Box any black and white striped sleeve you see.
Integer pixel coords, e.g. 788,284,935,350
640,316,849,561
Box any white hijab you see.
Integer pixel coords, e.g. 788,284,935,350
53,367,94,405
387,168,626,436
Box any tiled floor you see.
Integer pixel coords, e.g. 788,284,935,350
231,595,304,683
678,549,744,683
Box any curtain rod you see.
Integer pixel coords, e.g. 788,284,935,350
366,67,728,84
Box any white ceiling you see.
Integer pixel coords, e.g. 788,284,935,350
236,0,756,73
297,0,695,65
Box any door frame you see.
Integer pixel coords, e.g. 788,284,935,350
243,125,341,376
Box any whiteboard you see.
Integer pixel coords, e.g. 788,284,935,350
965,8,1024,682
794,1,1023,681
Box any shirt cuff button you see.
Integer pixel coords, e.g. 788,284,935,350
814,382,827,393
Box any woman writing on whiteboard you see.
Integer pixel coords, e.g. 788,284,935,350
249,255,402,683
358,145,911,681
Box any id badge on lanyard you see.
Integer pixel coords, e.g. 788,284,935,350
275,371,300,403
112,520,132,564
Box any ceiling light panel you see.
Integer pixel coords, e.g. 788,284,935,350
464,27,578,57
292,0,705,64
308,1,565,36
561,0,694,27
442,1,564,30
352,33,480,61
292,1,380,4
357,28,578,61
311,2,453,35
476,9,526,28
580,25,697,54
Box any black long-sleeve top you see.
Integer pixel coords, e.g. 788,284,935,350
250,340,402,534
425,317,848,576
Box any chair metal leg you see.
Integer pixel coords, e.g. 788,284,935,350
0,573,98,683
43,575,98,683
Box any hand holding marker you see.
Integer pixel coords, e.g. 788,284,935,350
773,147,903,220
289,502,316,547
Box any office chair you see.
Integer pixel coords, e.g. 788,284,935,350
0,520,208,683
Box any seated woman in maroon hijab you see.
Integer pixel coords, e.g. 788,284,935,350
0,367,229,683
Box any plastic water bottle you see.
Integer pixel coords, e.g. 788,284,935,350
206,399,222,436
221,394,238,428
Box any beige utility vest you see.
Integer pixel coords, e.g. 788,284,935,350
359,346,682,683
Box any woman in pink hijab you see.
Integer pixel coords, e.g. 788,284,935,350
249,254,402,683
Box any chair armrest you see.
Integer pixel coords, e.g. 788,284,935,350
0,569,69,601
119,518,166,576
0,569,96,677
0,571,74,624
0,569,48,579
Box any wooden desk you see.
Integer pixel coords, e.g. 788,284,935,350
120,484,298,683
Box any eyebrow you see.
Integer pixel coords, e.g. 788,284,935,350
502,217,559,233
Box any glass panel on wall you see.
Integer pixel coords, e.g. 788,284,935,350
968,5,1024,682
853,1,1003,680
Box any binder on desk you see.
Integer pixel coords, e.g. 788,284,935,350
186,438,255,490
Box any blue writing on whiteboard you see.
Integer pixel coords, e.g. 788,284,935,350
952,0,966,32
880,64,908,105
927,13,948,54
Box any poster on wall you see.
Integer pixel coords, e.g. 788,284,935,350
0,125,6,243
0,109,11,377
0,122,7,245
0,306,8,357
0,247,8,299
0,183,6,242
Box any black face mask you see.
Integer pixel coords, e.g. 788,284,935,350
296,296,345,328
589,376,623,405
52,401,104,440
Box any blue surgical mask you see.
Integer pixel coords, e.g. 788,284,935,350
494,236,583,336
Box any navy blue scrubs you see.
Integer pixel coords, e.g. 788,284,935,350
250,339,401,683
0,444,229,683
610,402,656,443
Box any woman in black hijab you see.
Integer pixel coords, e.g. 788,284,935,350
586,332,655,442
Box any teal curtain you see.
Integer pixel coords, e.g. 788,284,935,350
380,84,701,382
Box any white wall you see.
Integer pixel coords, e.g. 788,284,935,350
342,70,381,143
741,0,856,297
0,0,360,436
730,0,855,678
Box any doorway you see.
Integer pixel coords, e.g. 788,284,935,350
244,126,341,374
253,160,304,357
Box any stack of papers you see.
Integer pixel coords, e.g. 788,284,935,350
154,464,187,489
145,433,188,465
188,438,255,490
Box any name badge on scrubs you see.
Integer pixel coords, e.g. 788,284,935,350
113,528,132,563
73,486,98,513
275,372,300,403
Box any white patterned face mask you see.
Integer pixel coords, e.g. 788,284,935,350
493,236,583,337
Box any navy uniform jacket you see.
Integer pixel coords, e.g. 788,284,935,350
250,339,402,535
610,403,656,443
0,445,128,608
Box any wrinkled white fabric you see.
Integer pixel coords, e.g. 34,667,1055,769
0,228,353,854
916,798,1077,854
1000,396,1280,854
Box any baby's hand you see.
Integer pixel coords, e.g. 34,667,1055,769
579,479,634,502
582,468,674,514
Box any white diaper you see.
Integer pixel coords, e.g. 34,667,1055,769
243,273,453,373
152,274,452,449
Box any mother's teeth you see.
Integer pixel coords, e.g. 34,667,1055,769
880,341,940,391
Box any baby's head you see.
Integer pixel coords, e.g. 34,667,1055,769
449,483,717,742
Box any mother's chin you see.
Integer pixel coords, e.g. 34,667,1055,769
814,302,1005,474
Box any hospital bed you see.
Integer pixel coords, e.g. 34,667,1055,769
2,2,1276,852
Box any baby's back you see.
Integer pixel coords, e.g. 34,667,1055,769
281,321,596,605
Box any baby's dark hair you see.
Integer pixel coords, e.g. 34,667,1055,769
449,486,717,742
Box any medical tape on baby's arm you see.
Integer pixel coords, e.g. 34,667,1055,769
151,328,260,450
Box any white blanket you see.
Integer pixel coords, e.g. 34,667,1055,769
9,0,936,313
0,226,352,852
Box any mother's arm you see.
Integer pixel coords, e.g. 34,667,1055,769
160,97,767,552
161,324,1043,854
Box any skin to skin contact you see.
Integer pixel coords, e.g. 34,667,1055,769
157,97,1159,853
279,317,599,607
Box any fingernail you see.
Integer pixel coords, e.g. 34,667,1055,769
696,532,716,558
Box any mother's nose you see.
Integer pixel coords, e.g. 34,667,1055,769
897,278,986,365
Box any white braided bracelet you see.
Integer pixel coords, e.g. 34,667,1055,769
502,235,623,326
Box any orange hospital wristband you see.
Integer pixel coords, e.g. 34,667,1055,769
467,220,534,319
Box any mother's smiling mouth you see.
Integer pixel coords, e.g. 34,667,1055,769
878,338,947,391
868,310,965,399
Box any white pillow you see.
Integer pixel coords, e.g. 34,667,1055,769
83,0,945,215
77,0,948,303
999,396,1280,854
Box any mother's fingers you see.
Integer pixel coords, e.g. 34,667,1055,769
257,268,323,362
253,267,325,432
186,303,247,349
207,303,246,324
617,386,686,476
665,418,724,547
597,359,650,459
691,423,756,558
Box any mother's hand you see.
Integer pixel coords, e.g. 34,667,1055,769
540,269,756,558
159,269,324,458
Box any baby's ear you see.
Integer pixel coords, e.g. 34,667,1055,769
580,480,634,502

+ + + +

Copy the lines that hold the word "woman". Take them from the records above.

Box any woman writing on whiteboard you see.
Box any seated woman in maroon hijab you see.
Box any woman in pink hijab you see.
Box any woman in black hijab you see.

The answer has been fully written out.